EXCERPTED TEXT |
The Crystal Palace winger chats with Sulaiman Folarin about the magic of Tony Pulis, staying in the Premier League, and his relationship with Wilfried Zaha...
Rushden & Diamonds, Hillingdon Borough, Floriana in Malta, Plymouth, Barnet... was there ever a point in your early career where you doubted you'd make it?
Floriana FC in Malta [smiles]. I was always aiming for the Premier League from when I first started, but you never really think about it. It’s only now I am here that you do. When I was playing in the Conference and lower leagues, I was just thinking take it step by step. I wanted to play in the Championship and move up, but it happened a bit quickly. I played one season in the Championship with Crystal Palace and we were promoted to the Premier League. I thank God really that I’m also playing for the [DR Congo] national team.
I had the confidence that I would make it, but obviously you always have ups and downs and you do start to doubt as a footballer. In the Championship I wasn’t really playing. I was in and out [with Plymouth and Bristol City] and it was hard to believe, because I wasn’t performing too well on the pitch, but then I had a fresh clean start at Palace and started playing games. That brought back the belief.
Playing against a couple of Premier League teams during the season made me believe that I could play in the top league, and that brought the belief back since I had done well.
You’ve come a long way from playing in Malta to now as a Premier League starter. What advice do you have for upcoming players?
It’s a tough one, because I always remember where I come from. I never get overwhelmed with what I’m doing or how I’m doing it. I just try and go about my business and be myself. I haven’t changed and I’m not going to change for anyone. What I’ve done has got me up here in the first place so I can’t really change. I’m just going to do me.
Anyone who is trying to make it should be himself or herself and believe in their own abilities. There are always going to be obstacles, but you have to get over that and believe in yourself.
I never get overwhelmed with what I’m doing or how I’m doing it, I just try and go about my business and be myself"
How would you describe Crystal Palace’s season?

GIVEN EXERCISE 1 |
Reproduce the rows below word for word, from the first to the last.
GIVEN EXERCISE 2 |
Continue the interview with the Crystal Palace winger from its final line.

INPUT RECORDS |
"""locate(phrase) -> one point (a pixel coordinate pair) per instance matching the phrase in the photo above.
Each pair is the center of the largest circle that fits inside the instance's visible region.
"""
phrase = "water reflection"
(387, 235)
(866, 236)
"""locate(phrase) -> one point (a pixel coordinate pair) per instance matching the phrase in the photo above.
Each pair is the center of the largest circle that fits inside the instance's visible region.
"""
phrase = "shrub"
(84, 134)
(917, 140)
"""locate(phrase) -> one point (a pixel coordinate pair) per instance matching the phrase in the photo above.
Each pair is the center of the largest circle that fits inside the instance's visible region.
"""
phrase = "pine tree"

ANSWER 1 |
"""locate(phrase) -> one point (a pixel coordinate pair) per instance matching the phrase in the photo above.
Each pair is the center of the largest circle that fits inside the instance's visible region.
"""
phrase = "water reflection"
(387, 235)
(866, 236)
"""locate(phrase) -> one point (a pixel coordinate pair) per instance matching the phrase in the photo above.
Each pair is the center of the largest circle that fits inside the instance's visible region.
"""
phrase = "shrub"
(84, 134)
(917, 140)
"""locate(phrase) -> one point (a pixel coordinate pair) per instance matching the phrase in the photo above.
Each pair is the center of the largest circle that fits inside the instance's visible region.
"""
phrase = "pine tree"

ANSWER 2 |
It’s been a little bit of a rollercoaster to be honest. I think the Palace fans have been great watching the whole thing, though. At the start of the season we weren’t doing too well. Now it looks like we’re really doing great. Now we’re on top of Hull. I remember looking at them at the start of the season when they were flying. We were at the bottom and they were in the top half. We were thinking "They're already safe", but now we’re on top of them.
By November this team was rock bottom of the Premier League. What was the mood like in the dressing room?
At the time, people believed we could get out, but obviously at the same time when you look at the league, it’s hard to think that, because it was a difficult path for the whole team. Everyone was trying to get used to the Premier League. Personally, I think the signings in January helped us as well.
One of the January signings was Tom Ince. Do you think the club should try to keep him?
Yes, Tom Ince is a very good winger. Right now he’s just unlucky not to be playing, because the team has been winning. When the team is winning it’s hard to change that really. So that’s why he has not gotten some minutes lately.
- Born 24 May 1989, Lyon, France
- Height 6ft 1in
- Teams 2005-06 Rushden & Diamonds
- 2006-07 Hillingdon Borough (5 games, 0 goals)
- 2007-08 Floriana (24, 4)
- 2008-11 Plymouth (54, 8)
- 2008-09 Rushden & D (loan)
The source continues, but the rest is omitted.